=== RECORDS ===
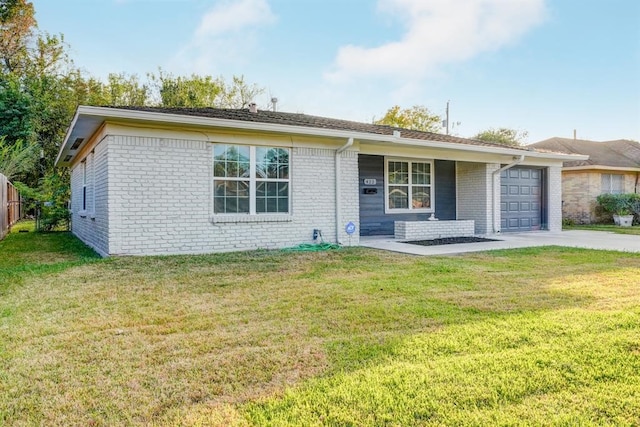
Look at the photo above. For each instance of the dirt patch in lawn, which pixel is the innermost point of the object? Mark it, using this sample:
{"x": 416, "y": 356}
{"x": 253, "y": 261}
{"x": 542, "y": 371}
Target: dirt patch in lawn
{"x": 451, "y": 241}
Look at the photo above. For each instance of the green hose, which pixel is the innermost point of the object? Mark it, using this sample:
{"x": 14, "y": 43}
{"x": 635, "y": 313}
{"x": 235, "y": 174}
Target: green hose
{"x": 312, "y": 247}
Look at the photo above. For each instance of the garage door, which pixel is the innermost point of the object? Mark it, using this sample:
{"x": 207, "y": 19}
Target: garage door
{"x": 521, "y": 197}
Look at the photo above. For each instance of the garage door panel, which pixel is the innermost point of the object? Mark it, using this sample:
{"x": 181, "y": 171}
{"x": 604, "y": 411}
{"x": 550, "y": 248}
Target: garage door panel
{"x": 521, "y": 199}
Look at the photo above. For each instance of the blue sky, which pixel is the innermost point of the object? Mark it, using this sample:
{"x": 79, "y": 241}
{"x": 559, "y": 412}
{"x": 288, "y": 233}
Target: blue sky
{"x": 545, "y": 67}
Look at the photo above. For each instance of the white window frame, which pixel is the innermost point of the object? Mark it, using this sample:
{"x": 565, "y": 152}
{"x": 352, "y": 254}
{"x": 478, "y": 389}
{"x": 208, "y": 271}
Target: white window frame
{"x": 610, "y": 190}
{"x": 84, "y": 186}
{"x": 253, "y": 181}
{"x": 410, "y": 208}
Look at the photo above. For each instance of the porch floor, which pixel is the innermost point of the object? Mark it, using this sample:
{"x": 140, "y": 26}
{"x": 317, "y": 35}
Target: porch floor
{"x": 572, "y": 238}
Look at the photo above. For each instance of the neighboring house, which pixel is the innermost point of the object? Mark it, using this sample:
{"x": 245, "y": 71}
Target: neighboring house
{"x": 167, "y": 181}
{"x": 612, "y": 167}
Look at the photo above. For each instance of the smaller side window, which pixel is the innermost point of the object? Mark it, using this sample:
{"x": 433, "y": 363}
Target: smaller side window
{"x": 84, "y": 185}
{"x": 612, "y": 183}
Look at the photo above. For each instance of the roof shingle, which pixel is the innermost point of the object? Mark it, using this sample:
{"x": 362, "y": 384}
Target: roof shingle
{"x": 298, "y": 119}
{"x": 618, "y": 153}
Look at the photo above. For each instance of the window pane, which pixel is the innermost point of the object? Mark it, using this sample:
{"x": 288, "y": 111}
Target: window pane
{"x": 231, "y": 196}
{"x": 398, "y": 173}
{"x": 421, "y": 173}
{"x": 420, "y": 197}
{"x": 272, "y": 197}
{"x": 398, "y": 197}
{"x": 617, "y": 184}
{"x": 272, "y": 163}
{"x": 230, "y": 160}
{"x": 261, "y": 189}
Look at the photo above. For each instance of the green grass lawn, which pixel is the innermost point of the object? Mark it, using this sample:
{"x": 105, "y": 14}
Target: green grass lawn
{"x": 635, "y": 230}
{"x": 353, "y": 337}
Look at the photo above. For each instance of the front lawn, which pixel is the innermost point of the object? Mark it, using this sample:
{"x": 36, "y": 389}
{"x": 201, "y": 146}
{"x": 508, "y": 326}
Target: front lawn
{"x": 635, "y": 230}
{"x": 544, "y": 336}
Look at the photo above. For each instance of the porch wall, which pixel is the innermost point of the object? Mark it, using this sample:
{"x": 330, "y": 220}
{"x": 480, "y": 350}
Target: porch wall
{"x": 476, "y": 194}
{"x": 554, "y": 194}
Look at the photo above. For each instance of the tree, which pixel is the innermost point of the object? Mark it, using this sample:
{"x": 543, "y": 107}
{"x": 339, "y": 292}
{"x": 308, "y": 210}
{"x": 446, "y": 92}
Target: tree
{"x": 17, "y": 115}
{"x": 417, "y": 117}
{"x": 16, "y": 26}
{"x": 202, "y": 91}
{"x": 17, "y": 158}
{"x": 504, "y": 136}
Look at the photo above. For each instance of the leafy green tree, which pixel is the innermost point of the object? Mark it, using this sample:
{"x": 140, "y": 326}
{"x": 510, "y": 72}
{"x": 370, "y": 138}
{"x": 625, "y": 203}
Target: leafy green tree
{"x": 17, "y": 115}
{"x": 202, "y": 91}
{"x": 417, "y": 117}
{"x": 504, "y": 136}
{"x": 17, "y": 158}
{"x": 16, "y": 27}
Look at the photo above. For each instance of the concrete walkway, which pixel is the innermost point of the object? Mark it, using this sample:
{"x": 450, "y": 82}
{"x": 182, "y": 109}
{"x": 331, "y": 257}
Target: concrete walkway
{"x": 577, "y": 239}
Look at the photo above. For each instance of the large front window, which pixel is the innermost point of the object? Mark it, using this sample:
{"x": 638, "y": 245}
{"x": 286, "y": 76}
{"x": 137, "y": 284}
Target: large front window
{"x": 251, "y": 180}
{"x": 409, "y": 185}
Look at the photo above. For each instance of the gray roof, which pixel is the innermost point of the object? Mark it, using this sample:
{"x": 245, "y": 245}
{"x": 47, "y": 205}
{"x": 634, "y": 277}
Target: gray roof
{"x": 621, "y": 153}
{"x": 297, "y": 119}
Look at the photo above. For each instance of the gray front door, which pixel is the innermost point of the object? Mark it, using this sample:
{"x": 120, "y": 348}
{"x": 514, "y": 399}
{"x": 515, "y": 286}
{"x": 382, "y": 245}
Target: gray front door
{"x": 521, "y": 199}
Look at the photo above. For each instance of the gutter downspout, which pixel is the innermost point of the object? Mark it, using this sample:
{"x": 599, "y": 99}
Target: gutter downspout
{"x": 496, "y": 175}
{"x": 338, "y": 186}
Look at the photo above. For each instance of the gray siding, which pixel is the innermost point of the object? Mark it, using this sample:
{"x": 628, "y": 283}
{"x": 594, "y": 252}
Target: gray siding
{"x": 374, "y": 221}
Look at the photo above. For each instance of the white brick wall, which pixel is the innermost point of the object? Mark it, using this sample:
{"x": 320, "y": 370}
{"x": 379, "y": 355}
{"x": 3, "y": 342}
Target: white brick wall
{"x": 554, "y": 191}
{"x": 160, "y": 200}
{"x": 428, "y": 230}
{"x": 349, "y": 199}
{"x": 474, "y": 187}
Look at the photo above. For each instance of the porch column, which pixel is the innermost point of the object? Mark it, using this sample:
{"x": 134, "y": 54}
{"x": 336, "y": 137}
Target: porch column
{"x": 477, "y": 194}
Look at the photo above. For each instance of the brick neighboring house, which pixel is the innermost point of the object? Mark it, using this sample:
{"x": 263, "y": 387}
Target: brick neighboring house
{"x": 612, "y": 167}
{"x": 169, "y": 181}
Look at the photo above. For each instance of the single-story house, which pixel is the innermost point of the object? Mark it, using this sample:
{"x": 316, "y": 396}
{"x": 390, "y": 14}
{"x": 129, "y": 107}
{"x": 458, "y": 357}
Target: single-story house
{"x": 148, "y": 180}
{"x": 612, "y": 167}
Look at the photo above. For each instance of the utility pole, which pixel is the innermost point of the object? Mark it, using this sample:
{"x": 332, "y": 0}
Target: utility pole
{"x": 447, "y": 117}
===
=== RECORDS ===
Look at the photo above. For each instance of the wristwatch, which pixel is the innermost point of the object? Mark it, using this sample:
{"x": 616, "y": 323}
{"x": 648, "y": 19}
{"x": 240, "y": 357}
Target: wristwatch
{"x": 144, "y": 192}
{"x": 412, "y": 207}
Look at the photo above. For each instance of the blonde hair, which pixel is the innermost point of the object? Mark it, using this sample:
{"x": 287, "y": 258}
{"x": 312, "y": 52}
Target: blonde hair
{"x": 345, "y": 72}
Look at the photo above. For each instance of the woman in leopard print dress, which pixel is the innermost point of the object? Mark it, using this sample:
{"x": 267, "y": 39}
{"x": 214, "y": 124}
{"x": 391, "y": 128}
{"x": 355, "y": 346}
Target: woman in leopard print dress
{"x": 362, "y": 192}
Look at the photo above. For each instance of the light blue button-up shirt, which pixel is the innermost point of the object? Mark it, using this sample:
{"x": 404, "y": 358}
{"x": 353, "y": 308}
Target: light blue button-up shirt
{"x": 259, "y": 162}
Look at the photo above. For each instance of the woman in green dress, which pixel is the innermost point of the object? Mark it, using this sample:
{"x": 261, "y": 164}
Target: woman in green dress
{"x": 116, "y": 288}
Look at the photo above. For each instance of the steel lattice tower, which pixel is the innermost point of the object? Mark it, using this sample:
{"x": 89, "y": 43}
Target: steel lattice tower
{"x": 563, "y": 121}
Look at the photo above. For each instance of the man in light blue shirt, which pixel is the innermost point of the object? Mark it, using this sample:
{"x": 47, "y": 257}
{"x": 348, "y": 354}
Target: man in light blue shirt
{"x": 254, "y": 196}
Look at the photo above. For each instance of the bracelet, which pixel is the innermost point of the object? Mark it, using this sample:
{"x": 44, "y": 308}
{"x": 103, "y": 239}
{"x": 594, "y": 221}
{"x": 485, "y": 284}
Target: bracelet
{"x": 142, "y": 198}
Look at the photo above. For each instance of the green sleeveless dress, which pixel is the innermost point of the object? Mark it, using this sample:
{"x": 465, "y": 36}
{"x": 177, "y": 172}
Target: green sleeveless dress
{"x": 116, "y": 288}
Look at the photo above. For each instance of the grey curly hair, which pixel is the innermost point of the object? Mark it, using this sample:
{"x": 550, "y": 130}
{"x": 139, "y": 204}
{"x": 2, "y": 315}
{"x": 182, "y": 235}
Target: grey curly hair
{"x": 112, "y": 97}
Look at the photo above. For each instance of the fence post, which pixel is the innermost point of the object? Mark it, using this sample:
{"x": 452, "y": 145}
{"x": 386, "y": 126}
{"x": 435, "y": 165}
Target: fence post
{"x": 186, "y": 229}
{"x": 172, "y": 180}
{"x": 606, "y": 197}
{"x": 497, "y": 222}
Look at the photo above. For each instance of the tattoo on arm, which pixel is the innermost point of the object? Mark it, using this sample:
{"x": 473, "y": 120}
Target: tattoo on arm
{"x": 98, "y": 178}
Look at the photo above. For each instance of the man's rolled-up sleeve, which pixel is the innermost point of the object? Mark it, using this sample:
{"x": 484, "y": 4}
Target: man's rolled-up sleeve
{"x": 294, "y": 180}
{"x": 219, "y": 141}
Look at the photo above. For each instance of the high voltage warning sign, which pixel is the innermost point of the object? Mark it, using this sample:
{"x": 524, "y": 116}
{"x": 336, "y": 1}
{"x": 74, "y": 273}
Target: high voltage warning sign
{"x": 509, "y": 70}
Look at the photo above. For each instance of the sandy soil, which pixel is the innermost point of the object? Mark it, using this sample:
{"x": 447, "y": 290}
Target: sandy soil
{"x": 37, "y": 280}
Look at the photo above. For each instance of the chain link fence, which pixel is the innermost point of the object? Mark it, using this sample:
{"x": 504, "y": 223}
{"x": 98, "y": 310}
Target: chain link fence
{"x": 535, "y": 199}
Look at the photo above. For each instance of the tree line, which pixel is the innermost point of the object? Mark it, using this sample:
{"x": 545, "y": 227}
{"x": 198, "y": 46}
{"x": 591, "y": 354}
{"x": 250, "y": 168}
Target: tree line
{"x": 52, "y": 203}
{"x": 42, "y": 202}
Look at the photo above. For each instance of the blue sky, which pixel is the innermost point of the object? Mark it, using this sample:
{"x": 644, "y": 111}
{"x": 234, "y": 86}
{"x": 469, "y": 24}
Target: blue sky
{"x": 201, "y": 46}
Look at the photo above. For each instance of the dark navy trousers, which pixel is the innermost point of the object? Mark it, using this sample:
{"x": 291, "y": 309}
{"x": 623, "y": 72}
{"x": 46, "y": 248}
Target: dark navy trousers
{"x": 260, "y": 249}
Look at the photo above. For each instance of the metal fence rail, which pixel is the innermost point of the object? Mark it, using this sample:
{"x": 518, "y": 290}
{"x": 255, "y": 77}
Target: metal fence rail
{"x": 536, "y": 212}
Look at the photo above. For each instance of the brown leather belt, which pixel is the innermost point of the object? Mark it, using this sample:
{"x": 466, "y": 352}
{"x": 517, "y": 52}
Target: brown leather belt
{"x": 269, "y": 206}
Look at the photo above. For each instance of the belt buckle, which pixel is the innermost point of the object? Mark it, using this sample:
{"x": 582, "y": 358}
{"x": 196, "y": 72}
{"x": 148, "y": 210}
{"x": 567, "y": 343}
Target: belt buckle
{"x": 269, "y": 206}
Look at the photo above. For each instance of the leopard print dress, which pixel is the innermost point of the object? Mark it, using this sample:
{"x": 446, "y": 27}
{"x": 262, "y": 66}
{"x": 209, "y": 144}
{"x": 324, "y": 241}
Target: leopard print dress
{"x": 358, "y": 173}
===
WORK INSTRUCTIONS →
Please pick out and copy every line of the data above that contains the string "grass". Matches must have the same case.

PROBLEM SOLUTION →
Look at the photo above. For each instance of the green grass lawn, which pixel is the innermost point of the object? Mark it, using this sample:
Target: green grass lawn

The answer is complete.